◆ AIM OF THE EXERCISE ◆
Below are some records; output exactly the lines from the line with "Query: sidewalk" to the line with "Query: roof gable", both ends kept, and nothing more.

◆ RECORDS FOR THE EXERCISE ◆

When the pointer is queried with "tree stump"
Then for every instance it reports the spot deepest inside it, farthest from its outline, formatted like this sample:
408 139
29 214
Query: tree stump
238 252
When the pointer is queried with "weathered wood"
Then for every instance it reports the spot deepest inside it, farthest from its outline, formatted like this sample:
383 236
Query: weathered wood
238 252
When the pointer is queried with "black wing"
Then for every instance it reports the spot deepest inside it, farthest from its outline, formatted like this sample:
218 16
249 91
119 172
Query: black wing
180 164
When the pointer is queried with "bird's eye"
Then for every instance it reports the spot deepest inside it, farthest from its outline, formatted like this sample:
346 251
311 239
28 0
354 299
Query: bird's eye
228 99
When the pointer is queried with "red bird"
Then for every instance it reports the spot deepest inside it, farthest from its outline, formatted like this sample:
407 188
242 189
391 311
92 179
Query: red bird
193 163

...

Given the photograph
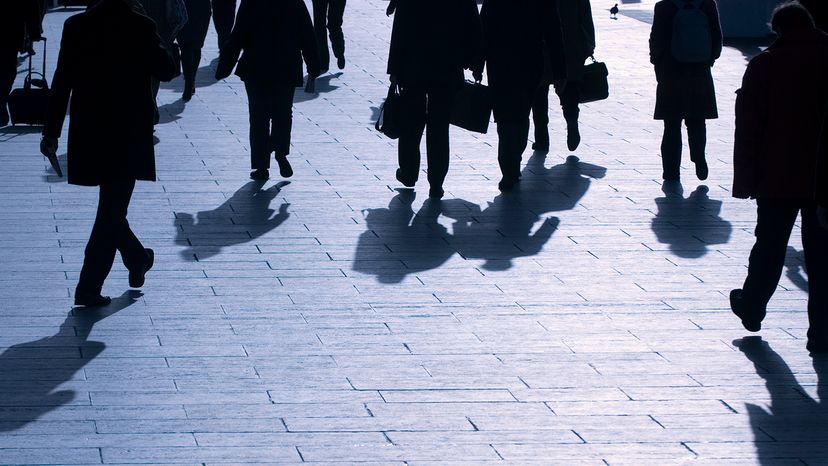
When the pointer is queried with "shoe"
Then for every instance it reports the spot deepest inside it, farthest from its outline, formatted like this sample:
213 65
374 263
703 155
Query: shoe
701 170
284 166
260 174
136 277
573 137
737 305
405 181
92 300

...

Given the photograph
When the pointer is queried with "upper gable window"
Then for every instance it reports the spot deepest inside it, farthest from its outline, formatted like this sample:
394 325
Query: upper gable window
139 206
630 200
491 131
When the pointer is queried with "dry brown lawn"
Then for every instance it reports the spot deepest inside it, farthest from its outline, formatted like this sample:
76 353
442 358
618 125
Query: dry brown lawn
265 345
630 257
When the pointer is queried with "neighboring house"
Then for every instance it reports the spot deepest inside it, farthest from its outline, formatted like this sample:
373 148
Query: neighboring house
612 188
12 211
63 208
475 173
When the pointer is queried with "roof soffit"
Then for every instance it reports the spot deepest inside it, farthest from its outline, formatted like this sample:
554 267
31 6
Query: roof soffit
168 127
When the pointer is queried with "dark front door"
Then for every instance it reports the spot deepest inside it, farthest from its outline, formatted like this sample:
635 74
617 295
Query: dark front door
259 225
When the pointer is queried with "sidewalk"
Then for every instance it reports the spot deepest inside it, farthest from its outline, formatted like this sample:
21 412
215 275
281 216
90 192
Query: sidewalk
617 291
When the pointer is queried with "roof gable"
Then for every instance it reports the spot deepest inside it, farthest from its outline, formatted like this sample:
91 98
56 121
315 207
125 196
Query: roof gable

◆ SOLUTION TO THE PROBLEM ◆
Query: sidewalk
617 291
When the pointer is queried with "roof gable"
Then for every instance it reports the spot deepest inside it, farthest from its outline, formatted like this sample:
91 98
56 121
315 207
125 196
Query: roof gable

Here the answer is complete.